══ Document segment ══
Mount Pleasant Cemetery was established in the grounds of the King family homestead, which included burials dating to 1710; these graves are still located in the cemetery. The cemetery was designed by Easton native Joseph Wilbar, who had moved to Taunton in 1822; it appears to be the only known landscape work he has executed. The cemetery occupies about 10 acres (4.0 ha) in a diamond-shaped lot bordered on three sides by Crocker, Cohannet and Barnum Streets, with its main gate on Crocker Street, a wrought iron gate supported by granite posts donated by Mrs. Edward King in 1926.[2]

Mount Pleasant Cemetery officially on July 4, 1836, as the third "garden style" cemetery in the country. The Mount Auburn Cemetery in Cambridge, Massachusetts was the first.[2]

There are soldiers buried in this cemetery from the King William's War, Queen Anne's War, American Revolutionary War, War of 1812, Mexican War, American Civil War, Spanish–American War, World War I, World War II and the Korean War. The highest ranking army officer in this cemetery is Civil War General Darius Nash Couch and the highest ranking Naval officer is Rear Admiral Albert Loring Swasey. There are Congressmen, state legislators, mayors as well as national pioneers in the fields of industry, business, the arts and transportation.
═══
══ Data lines ══
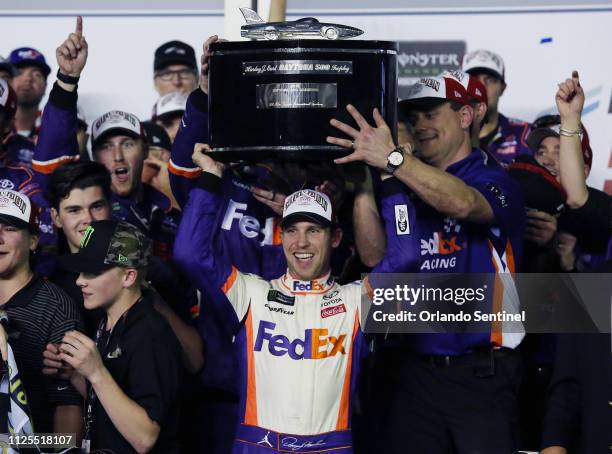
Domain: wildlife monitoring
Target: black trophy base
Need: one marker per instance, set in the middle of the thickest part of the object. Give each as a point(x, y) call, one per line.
point(275, 99)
═══
# [Exercise task 1]
Retype the Mount Pleasant Cemetery passage word for word, starting at "There are soldiers" and ending at "arts and transportation.".
# [Exercise task 2]
According to the Mount Pleasant Cemetery passage, who designed the cemetery?

# [Correct output 1]
There are soldiers buried in this cemetery from the King William's War, Queen Anne's War, American Revolutionary War, War of 1812, Mexican War, American Civil War, Spanish–American War, World War I, World War II and the Korean War. The highest ranking army officer in this cemetery is Civil War General Darius Nash Couch and the highest ranking Naval officer is Rear Admiral Albert Loring Swasey. There are Congressmen, state legislators, mayors as well as national pioneers in the fields of industry, business, the arts and transportation.

# [Correct output 2]
Joseph Wilbar, an Easton native who had moved to Taunton in 1822.